A rickshaw driver waits in Karachi for potential customers. - Stephan Andrew / White Star

“Never doubt that a small group of thoughtful, concerned citizens can change the world. Indeed it is the only thing that ever has” - Margaret Mead

1969 - A city with an eroding infrastructure, racial tensions, violent crimes, a divided society, no industry to speak of, high unemployment and an exodus of residents. The city was labeled ‘the filthiest’ in the country by the most trusted broadcast journalist in the country.

2012 - #25 on NYT’s best places to visit alongside Morocco, London & Tokyo. #1 in economic growth potential. One of the ‘nation’s strongest economies’ according the WSJ. Unemployment well below the national average, the fastest broadband internet in the country, a massive influx of artists and I.T professionals, a bustling local culture and rising demand / prices for housing which also bucked the national trend.

Chattanooga, Tennessee has become somewhat of a poster child for city revitalization, but more importantly because the initiative was largely fueled by ‘bottom-up’ development. That is not to infer that it’s transformation was solely led by it’s inhabitants. The purpose here is to examine social enterprise to see how it can radically transform a city, and how the use of crowd technology can exponentially increase it’s effectiveness.

The term ‘Crowdsourcing’ is sometimes confused with Social Media. There is an tremendous interdependence but there are fundamental differences between the two. Crowdsourcing or crowd technology is the act of distributing a function to reach a large number of people on a unified, public forum for participation. This could be anything from decision-making to content contribution.

Social media plays an integral part in propagation in that the people who partake in crowdsourcing act as advocates, and increase levels of awareness. Think about the role Twitter and Facebook played in the Egyptian revolution.

Governments make the mistake of focusing on products and ignoring the processes that make their success sustainable. There is no sense in building something and expecting it to work just because it was built. Plans need to have an intelligible purpose. Typically citizens are excluded from major government matters like planning, policy development and projects.

If the government and leadership is doing a stellar job, this shouldn’t really warrant a mention.

More often than not, citizens are relegated to being helpless spectators of a city disintegrating around them. The choice shouldn’t only be between protests, or polls once every four to five years. Citizens should have the ability to initiate programs which will eventually influence policy-making and gain the support of local governments, but in the interim will beautify the city, create businesses, increase employment, improve demand for housing and products and stimulate the micro-economy.

When polled, most people say they would if they could, but don’t think a single individual can make a difference. With the right tools, as a collective whole, they can.

Crowd technologies have existed for decades in a very rudimentary form. In recent times, their efficacy has multiplied with the use of technology. The following covers three segments which could be leveraged as apparatus by citizens, to plan, promote, fund and execute projects which could inject new life into a city.

 1. Crowd-mapping 

In the developed world, crowd-mapping is primarily used to find, identify and document decrepit properties and assets which are ripe for renewal. This relies on users using smartphone apps which allow a user to photograph a physical area / building and automatically geo-tags it’s location before uploading to a communal database. This repository is then used and cross-referenced when a suitable match is being sought for a particular development idea, and a similar database of ideas is referenced when a particular property/facility is being repurposed or gentrified.

Though I have not seen it in person, I hear that Port Grand in Karachi is a successful example of redevelopment.

__INSTRUCTION A__. Copy the passage on city revitalization word for word, starting at "More often than" and ending at "stimulate the micro-economy.".

Lines of data:
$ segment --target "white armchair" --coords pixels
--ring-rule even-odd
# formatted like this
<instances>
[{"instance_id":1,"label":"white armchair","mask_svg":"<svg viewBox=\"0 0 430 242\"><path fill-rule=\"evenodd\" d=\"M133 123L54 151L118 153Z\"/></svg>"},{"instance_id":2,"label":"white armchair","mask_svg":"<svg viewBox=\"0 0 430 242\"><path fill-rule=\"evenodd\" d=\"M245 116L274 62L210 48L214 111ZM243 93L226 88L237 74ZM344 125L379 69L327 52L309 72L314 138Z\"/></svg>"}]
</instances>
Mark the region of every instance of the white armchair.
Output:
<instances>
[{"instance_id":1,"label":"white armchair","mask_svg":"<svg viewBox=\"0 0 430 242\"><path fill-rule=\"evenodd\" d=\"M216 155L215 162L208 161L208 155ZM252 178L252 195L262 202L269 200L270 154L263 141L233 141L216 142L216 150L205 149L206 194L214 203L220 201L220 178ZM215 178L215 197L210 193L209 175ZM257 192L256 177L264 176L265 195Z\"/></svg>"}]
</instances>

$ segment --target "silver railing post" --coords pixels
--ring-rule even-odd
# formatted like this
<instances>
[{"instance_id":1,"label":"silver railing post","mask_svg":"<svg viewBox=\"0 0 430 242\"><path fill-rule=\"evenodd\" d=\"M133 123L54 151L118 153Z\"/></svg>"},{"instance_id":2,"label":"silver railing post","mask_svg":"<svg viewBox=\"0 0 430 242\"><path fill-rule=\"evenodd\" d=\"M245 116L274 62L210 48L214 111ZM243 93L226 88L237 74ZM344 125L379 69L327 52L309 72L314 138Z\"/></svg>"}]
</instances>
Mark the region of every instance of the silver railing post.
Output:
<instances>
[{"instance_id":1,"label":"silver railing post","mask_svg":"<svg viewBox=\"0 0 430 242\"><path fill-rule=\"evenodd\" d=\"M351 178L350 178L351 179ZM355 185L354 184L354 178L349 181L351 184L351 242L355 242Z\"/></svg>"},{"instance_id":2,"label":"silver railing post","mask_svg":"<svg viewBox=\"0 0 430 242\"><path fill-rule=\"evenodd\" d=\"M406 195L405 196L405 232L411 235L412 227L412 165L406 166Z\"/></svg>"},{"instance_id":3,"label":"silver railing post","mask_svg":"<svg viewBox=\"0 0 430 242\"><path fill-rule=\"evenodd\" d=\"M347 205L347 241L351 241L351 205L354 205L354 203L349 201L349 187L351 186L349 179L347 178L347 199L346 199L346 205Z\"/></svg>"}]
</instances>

__INSTRUCTION B__. Repeat every one of the rows above word for word.

__COMPLETE RESPONSE A__.
More often than not, citizens are relegated to being helpless spectators of a city disintegrating around them. The choice shouldn’t only be between protests, or polls once every four to five years. Citizens should have the ability to initiate programs which will eventually influence policy-making and gain the support of local governments, but in the interim will beautify the city, create businesses, increase employment, improve demand for housing and products and stimulate the micro-economy.

__COMPLETE RESPONSE B__.
$ segment --target "white armchair" --coords pixels
--ring-rule even-odd
# formatted like this
<instances>
[{"instance_id":1,"label":"white armchair","mask_svg":"<svg viewBox=\"0 0 430 242\"><path fill-rule=\"evenodd\" d=\"M133 123L54 151L118 153Z\"/></svg>"},{"instance_id":2,"label":"white armchair","mask_svg":"<svg viewBox=\"0 0 430 242\"><path fill-rule=\"evenodd\" d=\"M245 116L274 62L210 48L214 111ZM243 93L226 88L237 74ZM344 125L379 69L327 52L309 72L314 138Z\"/></svg>"}]
</instances>
Mark the region of every instance of the white armchair.
Output:
<instances>
[{"instance_id":1,"label":"white armchair","mask_svg":"<svg viewBox=\"0 0 430 242\"><path fill-rule=\"evenodd\" d=\"M216 155L215 162L208 161L208 155ZM252 178L252 195L262 202L269 200L270 154L263 141L233 141L216 142L216 150L205 149L206 194L214 203L220 201L220 178ZM215 178L215 197L210 193L209 175ZM257 192L256 177L264 176L265 195Z\"/></svg>"}]
</instances>

$ segment --target "silver railing post" --coords pixels
--ring-rule even-odd
# formatted like this
<instances>
[{"instance_id":1,"label":"silver railing post","mask_svg":"<svg viewBox=\"0 0 430 242\"><path fill-rule=\"evenodd\" d=\"M133 123L54 151L118 153Z\"/></svg>"},{"instance_id":2,"label":"silver railing post","mask_svg":"<svg viewBox=\"0 0 430 242\"><path fill-rule=\"evenodd\" d=\"M245 116L274 62L210 48L214 111ZM243 93L226 88L237 74ZM344 125L379 69L327 52L309 72L314 138Z\"/></svg>"}]
</instances>
Mark the region of every instance of the silver railing post.
Output:
<instances>
[{"instance_id":1,"label":"silver railing post","mask_svg":"<svg viewBox=\"0 0 430 242\"><path fill-rule=\"evenodd\" d=\"M351 178L350 178L351 179ZM355 185L354 184L354 178L349 181L351 184L351 242L355 242Z\"/></svg>"},{"instance_id":2,"label":"silver railing post","mask_svg":"<svg viewBox=\"0 0 430 242\"><path fill-rule=\"evenodd\" d=\"M406 195L405 196L405 232L411 235L412 227L412 165L406 166Z\"/></svg>"},{"instance_id":3,"label":"silver railing post","mask_svg":"<svg viewBox=\"0 0 430 242\"><path fill-rule=\"evenodd\" d=\"M347 205L347 241L351 241L351 205L354 205L354 203L349 201L349 187L351 186L349 179L347 178L347 199L346 199L346 205Z\"/></svg>"}]
</instances>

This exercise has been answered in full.